* PROBLEM TO WORK ON:
Output every entry exactly, from the first line to the last.

* DATA LISTING:

━━━━━━━━━━━━━━━━

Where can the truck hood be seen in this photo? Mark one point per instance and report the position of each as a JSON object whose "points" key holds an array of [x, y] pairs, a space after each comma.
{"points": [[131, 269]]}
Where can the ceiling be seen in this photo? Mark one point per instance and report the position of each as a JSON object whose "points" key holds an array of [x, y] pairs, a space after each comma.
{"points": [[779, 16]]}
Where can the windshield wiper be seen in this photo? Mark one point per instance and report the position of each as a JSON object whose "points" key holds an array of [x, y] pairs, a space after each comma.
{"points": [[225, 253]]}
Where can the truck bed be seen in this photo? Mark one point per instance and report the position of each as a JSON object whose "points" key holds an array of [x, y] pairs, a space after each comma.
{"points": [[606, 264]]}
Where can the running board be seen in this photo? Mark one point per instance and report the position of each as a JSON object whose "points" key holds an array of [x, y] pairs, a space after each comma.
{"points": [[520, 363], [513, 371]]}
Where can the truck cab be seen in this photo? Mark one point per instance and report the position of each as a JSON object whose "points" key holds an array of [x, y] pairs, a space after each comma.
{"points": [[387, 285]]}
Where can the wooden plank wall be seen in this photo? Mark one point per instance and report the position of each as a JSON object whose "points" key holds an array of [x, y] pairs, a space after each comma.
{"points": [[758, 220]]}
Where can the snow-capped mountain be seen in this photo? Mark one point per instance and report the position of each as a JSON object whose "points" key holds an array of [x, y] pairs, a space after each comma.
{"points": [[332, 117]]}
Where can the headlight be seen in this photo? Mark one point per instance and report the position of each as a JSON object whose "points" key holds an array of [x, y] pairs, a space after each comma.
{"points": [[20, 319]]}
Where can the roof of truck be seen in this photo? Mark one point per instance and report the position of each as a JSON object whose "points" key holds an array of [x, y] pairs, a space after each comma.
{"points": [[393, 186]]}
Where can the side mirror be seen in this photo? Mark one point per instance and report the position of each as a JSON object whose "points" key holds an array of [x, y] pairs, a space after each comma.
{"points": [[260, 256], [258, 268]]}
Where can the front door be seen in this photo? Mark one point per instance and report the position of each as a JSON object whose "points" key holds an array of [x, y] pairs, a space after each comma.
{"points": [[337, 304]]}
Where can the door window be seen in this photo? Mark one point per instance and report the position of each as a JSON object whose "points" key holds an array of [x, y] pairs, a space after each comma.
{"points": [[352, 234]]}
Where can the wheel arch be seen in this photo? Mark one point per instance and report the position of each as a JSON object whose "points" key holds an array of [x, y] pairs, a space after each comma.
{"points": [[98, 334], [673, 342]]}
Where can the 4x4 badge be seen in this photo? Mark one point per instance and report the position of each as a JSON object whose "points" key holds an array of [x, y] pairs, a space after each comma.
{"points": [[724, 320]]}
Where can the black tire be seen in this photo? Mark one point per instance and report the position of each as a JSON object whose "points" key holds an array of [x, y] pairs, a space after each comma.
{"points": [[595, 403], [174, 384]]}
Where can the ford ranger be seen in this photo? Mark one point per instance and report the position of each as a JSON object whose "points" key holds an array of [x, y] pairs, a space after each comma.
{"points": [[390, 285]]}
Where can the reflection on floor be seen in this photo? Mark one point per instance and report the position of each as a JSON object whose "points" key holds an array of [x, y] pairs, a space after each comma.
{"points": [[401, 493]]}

━━━━━━━━━━━━━━━━

* WORKED SOLUTION:
Where can the truck hood be seen in this photo? Mark one point per instance and report the position of each as a JSON object whose "points" key holds an array of [x, y] pairs, a space after each comma.
{"points": [[131, 269]]}
Where can the ceiling be seen in this photo? Mark one point per instance and report the position of each as a JSON object whose "points" key holds an array of [x, y] pairs, a space after each comma.
{"points": [[779, 16]]}
Where can the windshield wiper be seen in this photo? Mark one point per instance and report the position of each as a JSON object whose "points" key holds an array of [x, y] pairs, a space after each comma.
{"points": [[225, 253]]}
Where can the truck bed be seen in this photo? Mark one point per instance and report the position of each as a JSON object whose "points" key holds an array of [x, y] pairs, a space after each comma.
{"points": [[606, 264]]}
Where can the running board be seen in this photo? Mark one point per instance and report the position of each as a JSON object whose "points" key holds an array of [x, y] pairs, a space after each comma.
{"points": [[520, 363], [513, 371]]}
Where can the truck cab be seen in this photo? Mark one point per instance and report the position of each as a JSON object whose "points" key holds an array of [x, y] pairs, a space after each comma.
{"points": [[387, 285]]}
Where can the wooden plank wall be seen in this photo? Mark one point per instance and report the position of each as a JSON object whose "points" key holds an array of [x, y] pairs, a space after each comma.
{"points": [[758, 220]]}
Where can the snow-capped mountain be seen in this photo? Mark one point per instance and report the position of each as a JSON object whose "points" key holds an array of [x, y] pairs, a space after each comma.
{"points": [[332, 117]]}
Where can the headlight be seen in this photo? Mark one point per instance and report the position of each as a JSON object whose "points" key holds an array of [x, y] pairs, a space after each comma.
{"points": [[20, 319]]}
Where can the roof of truck be seen in this photo? Mark one point per instance and report the position of each as a JSON object whose "points" key holds an array of [x, y] pairs, a space after each comma.
{"points": [[393, 186]]}
Where can the side mirror be seen in this photo? Mark one point per instance and report the position of each as a JSON object whose "points" key holds an array of [x, y] pairs, a space after each comma.
{"points": [[260, 256], [258, 268]]}
Where can the front door be seen in this photo? Mark one point per instance and report the position of each as a JSON object whose "points" key holds an array of [x, y] pairs, a space after each comma.
{"points": [[337, 304]]}
Where can the door window be seen in this photo? Mark one point per instance and report the position of each as a JSON object whose "points" key holds an array of [x, y] pairs, a space after each comma.
{"points": [[352, 234]]}
Where can the wheel arch be seen in this photo? Mark one point per instance and report the position of each as a JSON object whose "points" key holds an array of [x, y] pairs, a space after each comma.
{"points": [[98, 334], [673, 342]]}
Where can the 4x4 badge be seen in this photo? Mark one point per instance and report the position of each as a JSON object whose "points" key holds an array of [x, y] pairs, a space after each comma.
{"points": [[724, 320]]}
Where can the black tire be seen in this photo? Mark one point per instance and report the position of each as a JSON object whose "points" key holds an array of [x, y] pairs, a space after each comma.
{"points": [[595, 403], [174, 384]]}
Where can the ford ranger be seen in this photo? Mark one point per instance and report the position of each as a JSON object whose "points" key holds an array of [x, y] pairs, a space after each comma.
{"points": [[390, 285]]}
Where can the reflection on floor be seen in this photo? Mark one point per instance and report the position of each as a JSON object whose "points" key holds an array of [x, y] pairs, a space after each comma.
{"points": [[401, 493]]}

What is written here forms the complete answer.